Work task A>
Name the Supreme Court justices who dissented from Thursday's decision, according to the article on the Supreme Court and ICE arrests.
Work task B>
Pick up the article on the Supreme Court and ICE arrests where its last paragraph ends, and write the next part.

Supreme Court Declines To Restore Biden’s Curbs On ICE Arrests—For Now

Topline

The Supreme Court on Thursday chose not to remove a lower court block on a Biden Administration policy that narrowed down the types of people Immigration and Customs Enforcement can target for arrests, but the high court will hear the case later this year—marking the latest Biden immigration policy to get snagged in the court system.

Key Facts

The high court declined to halt a lower court ruling from last month suspending ICE’s 2021 enforcement guidelines, which told agents to prioritize arresting undocumented immigrants who threaten public safety or entered the U.S. after November 2020.

Four of the Supreme Court’s nine members dissented from Thursday’s decision, including the court’s three liberal justices—Sonia Sotomayor, Ketanji Brown Jackson and Elena Kagan—as well as conservative Justice Amy Coney Barrett.

The court said it will hear arguments in the case—which originated as a lawsuit against the federal government from the states of Texas and Louisiana—in December.

Texas Judge Drew Tipton vacated ICE’s guidelines, arguing the executive branch didn’t have the authority to issue them, but the Biden Administration—which views the guidelines as a legal way of exercising its discretion—asked the Supreme Court to stay his decision while the case works its way through the federal appeals process.

The Department of Homeland Security declined to comment on the decision.

Key Background

ICE issued its guidelines in September, with Secretary of Homeland Security Alejandro Mayorkas arguing federal agents shouldn’t use up limited resources arresting immigrants who contribute to their communities and pose no threat to the public. The policy was part of a range of actions by President Joe Biden to wind down some of the hardline immigration measures introduced during the Trump Administration, which viewed all undocumented immigrants as possible targets for deportation. In the Biden era, ICE has pledged to avoid raiding worksites and deporting victims of crime, and border agencies have also sought to wind down Trump-era policies. However, this gambit has faced legal challenges from Republican-led states. Tipton—a Trump appointee—blocked Biden from implementing a 100-day immigration moratorium last year after Texas sued the administration within days of Biden’s swearing-in, and Tipton also tried to block an interim version of ICE’s enforcement guidelines last August. In May, another Trump-appointed judge stopped Biden from phasing out Title 42, a pandemic-era policy under which hundreds of thousands of migrants were rapidly expelled back to Mexico.

Supplied material>

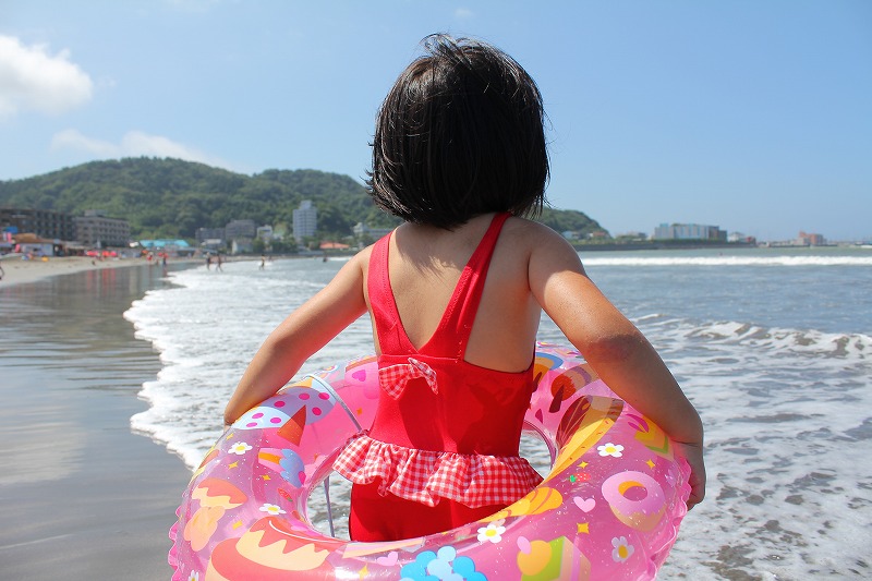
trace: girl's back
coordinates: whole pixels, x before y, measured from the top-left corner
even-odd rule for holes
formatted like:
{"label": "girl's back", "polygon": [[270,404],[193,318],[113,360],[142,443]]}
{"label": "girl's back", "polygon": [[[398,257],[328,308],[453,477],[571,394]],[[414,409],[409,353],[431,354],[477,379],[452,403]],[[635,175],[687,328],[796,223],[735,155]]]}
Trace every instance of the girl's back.
{"label": "girl's back", "polygon": [[[414,347],[433,337],[492,218],[489,214],[479,216],[455,230],[407,223],[391,237],[390,286]],[[518,218],[509,218],[502,227],[486,273],[467,362],[505,372],[530,366],[541,314],[528,281],[530,239],[535,230],[536,225]]]}

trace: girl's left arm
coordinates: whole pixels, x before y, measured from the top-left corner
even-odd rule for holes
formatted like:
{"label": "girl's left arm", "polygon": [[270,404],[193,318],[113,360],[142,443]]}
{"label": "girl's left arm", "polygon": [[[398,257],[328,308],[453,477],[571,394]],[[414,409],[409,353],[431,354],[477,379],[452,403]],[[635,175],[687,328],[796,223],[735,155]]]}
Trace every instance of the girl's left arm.
{"label": "girl's left arm", "polygon": [[306,359],[366,312],[364,252],[349,261],[324,289],[266,338],[227,403],[225,426],[278,391]]}

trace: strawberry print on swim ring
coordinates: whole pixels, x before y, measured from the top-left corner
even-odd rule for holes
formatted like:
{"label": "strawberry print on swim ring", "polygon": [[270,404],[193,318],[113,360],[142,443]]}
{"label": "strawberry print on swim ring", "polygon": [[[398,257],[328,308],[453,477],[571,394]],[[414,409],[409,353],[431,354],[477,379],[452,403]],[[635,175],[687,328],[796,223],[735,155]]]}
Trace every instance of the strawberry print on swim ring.
{"label": "strawberry print on swim ring", "polygon": [[524,427],[552,455],[544,482],[480,521],[384,543],[320,533],[306,506],[340,449],[372,425],[376,359],[293,382],[240,417],[194,472],[170,532],[173,580],[654,578],[687,512],[687,463],[574,350],[537,346],[534,377]]}

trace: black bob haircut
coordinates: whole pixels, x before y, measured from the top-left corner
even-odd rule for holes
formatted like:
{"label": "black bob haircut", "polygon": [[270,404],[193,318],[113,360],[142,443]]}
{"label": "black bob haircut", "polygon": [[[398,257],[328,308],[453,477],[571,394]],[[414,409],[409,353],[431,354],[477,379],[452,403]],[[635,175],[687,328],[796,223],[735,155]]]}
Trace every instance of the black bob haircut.
{"label": "black bob haircut", "polygon": [[492,211],[537,215],[548,154],[535,82],[486,43],[439,34],[422,45],[378,111],[370,195],[449,230]]}

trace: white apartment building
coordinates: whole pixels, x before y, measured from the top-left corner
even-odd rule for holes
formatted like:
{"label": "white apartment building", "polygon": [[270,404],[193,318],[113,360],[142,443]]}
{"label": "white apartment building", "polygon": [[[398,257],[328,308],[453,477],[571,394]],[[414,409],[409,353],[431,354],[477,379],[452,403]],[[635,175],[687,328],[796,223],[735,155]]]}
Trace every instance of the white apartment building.
{"label": "white apartment building", "polygon": [[311,199],[304,199],[300,207],[293,210],[293,238],[300,244],[304,238],[314,237],[318,228],[318,208],[312,205]]}

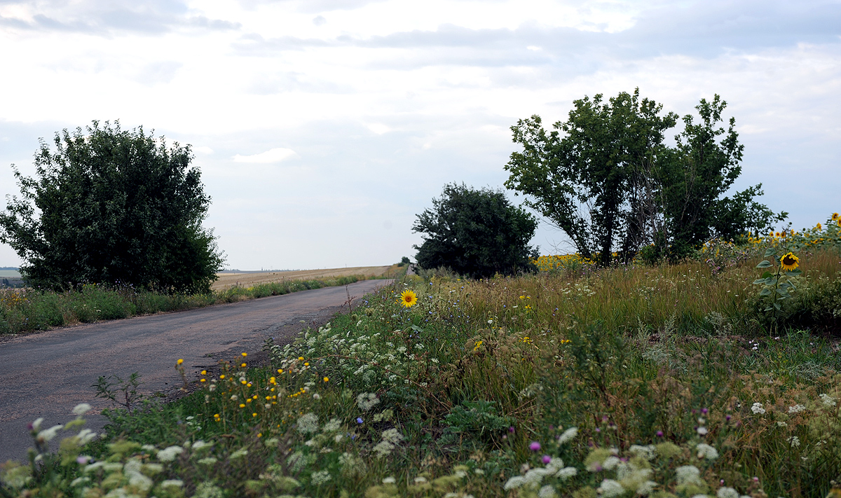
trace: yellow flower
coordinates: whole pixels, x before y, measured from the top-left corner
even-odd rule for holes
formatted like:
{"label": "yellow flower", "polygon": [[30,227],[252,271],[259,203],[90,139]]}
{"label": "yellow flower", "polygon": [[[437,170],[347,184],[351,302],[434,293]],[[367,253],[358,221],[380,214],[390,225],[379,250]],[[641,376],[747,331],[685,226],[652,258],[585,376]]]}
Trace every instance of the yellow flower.
{"label": "yellow flower", "polygon": [[404,290],[403,294],[400,294],[400,304],[410,308],[414,306],[418,302],[418,296],[412,290]]}
{"label": "yellow flower", "polygon": [[797,257],[794,255],[793,252],[789,252],[785,256],[780,258],[780,266],[782,267],[786,272],[790,272],[797,268],[800,260]]}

Response box A>
Sonia Sotomayor, Ketanji Brown Jackson, Elena Kagan, Amy Coney Barrett

Response box B>
Contra

Last month, the Supreme Court ruled in Biden’s favor on one immigration challenge: A lower court judge had ruled the administration can’t rescind a controversial Trump-era policy that required many asylum-seekers to wait in Mexico—often in makeshift tent cities—for their day in immigration court, but the high court said Biden has the authority to end this program.

Tangent

Biden’s push to change immigration policy comes amid a spike in arrests at the U.S.-Mexico border. Border Patrol agents apprehended a record-high 1.66 million people who attempted to cross the border in the fiscal year ending last September, and monthly arrests have remained high since then. Immigration officials say this increase is partly because the recidivism rate has grown as Title 42 caused more people to attempt multiple border crossings.